### Written task
Reproduce everything from the line containing "Target: yellow wall" down to the end of the data, request lines included, with each pixel coordinate in the answers multiplied by 0.9 and rounded to a whole number, halves rounding up. Give only those lines.
** Start The data **
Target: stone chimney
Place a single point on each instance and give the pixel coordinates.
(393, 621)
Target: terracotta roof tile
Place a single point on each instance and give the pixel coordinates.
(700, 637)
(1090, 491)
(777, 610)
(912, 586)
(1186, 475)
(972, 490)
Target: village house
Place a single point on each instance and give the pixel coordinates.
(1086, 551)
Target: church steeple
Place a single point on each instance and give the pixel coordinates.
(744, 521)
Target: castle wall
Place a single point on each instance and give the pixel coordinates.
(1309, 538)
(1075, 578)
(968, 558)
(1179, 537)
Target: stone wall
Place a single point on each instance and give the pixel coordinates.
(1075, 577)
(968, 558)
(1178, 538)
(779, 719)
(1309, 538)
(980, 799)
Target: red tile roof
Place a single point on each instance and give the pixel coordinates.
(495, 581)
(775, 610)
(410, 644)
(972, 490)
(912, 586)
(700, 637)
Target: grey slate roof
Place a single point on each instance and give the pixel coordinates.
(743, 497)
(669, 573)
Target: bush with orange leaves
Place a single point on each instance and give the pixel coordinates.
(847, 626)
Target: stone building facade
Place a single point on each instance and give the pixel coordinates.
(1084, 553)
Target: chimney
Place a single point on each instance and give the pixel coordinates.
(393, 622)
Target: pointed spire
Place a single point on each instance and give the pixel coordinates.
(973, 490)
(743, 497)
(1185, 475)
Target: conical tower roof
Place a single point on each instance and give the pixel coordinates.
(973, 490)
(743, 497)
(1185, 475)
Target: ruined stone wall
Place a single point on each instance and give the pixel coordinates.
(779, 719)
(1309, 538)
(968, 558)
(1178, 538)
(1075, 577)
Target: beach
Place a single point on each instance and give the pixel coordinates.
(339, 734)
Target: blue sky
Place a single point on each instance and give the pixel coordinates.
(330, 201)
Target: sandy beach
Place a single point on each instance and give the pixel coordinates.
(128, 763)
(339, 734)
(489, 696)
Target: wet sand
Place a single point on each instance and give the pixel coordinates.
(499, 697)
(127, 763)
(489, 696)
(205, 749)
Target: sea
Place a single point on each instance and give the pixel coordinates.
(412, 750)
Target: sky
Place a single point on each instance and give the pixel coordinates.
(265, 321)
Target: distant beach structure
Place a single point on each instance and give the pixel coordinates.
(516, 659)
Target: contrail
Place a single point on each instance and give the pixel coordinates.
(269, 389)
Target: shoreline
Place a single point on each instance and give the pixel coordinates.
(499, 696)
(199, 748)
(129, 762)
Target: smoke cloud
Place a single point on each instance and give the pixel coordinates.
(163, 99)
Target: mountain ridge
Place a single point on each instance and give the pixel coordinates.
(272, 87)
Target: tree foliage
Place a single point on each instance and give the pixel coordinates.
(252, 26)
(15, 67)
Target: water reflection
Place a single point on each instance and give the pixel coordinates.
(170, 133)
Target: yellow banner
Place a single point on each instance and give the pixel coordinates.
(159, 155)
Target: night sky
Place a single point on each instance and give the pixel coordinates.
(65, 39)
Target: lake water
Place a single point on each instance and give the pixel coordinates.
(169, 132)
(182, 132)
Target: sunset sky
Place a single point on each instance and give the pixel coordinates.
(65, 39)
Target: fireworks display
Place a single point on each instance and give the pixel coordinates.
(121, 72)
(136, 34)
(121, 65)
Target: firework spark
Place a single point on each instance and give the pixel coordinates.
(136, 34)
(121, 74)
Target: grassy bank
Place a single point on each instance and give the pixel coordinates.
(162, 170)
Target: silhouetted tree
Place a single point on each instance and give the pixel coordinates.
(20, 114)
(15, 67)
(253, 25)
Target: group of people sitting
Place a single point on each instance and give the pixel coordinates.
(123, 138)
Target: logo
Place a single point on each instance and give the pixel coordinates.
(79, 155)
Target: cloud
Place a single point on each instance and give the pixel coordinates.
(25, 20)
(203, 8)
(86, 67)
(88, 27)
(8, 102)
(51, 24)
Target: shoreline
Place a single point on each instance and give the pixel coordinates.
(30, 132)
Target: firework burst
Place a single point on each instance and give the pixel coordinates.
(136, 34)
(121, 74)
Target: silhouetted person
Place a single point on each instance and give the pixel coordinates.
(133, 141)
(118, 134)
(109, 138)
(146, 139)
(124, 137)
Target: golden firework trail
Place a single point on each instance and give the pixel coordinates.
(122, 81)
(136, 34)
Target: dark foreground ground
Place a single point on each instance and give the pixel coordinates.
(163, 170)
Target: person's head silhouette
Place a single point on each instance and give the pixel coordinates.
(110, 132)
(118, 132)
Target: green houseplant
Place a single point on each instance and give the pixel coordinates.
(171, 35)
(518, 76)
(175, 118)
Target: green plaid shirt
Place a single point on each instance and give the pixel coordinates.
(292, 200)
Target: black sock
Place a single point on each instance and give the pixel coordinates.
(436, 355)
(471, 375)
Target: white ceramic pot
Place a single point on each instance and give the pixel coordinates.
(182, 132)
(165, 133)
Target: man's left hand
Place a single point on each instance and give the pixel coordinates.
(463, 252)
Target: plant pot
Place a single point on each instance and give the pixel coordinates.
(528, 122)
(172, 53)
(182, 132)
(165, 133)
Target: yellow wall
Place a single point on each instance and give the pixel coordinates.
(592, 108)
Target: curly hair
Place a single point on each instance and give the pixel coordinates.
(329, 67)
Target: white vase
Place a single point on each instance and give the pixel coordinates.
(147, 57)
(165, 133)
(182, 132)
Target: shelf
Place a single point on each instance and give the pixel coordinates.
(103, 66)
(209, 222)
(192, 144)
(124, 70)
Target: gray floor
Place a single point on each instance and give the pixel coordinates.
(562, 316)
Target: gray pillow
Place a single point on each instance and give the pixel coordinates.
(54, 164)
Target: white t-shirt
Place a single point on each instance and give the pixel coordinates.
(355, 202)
** End The data **
### Exercise response
Target: yellow wall
Place a single point on each instance and give the pixel coordinates.
(533, 97)
Target: curly hair
Place a single point on each instance and give the pixel coordinates.
(296, 60)
Target: white vase
Place a single point on each instance and give the pixel coordinates.
(132, 51)
(149, 120)
(164, 119)
Target: shelf
Place a single point on each instance and give the pixel coordinates.
(93, 59)
(188, 200)
(173, 130)
(112, 63)
Target: gray floor
Place a single point on each instance and give the pixel coordinates.
(506, 284)
Target: gray pillow
Place a single point on each instance and give the pixel coordinates.
(49, 148)
Target: white t-shirt
Place a single point on each instance and give the pixel coordinates.
(320, 182)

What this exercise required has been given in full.